The Simulation Part 2

This post will provide some inside baseball (pun intended) on some of the coding going on in this data model in general and the Monte Carlo simulations in particular.  Errors in compiling data will propagate into results so every effort has been made to provide inline error checking everywhere.  A script will abort if the error absolutely needs fixing and print SYSERRs into the data if that error can be fixed later.

Cleaning up SYSERRs and bugs takes most of the time.   There are still many low priority SYSERRs currently in the data set that eventually will need to be purged but they pose no harm to simulations, player evaluations or ranking.

The dataset used for Monte Carlo simulation are all games from years 1970-2016 which is a little over 100,000 games.  Event data from retrosheet.org, required to take day by day league snapshots, are pretty reliable in these years.  Although this data model has compiled game by game snapshots going back to around 1920, the early eras may skew simulations.

These simulations rely on three aspects; lineup value, starter value, and relief value.  In pre-1970 years, and perhaps pre-1980, relief pitching was not valued.  Washed up pitchers were put in relief and usually used when the game was already lost and everyone was thinking about what bars to hit afterward.  Starters pitched many complete games and often more than 300 innings per season.   Since relief is such an important aspect in modern baseball, it may not be wise to include earlier than 1970 in the simulation dataset.  These simulations will be used to evaluate modern baseball.  Even between 1970-1980 relief wasn’t valued like it is today.

March and April games are excluded each year because there isn’t enough current year data to accurately value players.  The error eliminated by excluding those months exceeds the error incurred from a slimmer dataset.

 The Simulation

Each game consists of four pairs:

  1. away lineup -> home starter (l-s)
  2. away lineup -> home relief (l-r)
  3. home lineup -> away starter (l-s)
  4. home lineup -> away relief (l-r)

There are two pair types, lineup -> starter (l-s) and lineup -> relief (l-r).

Starters and groups of players for lineup and relief are placed into 5 tiers based upon league averages and standard deviations.  These calculations are made at the beginning of every day for every team between 1970-2016.  Each pair type will have its own distribution which consists of many thousands of games.  The average pair type 3-3 , average against average, will have distributions representing the most games.

##########

**Written problem**
Render this sentence from the post on Monte Carlo baseball simulations in Spanish: "March and April games are excluded each year because there isn’t enough current year data to accurately value players."

**Data shown**
##########

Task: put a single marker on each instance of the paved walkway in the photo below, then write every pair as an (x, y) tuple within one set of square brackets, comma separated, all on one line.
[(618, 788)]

##########

**Completed task**
Los partidos de marzo y abril se excluyen cada año porque no hay suficientes datos del año en curso para valorar con precisión a los jugadores.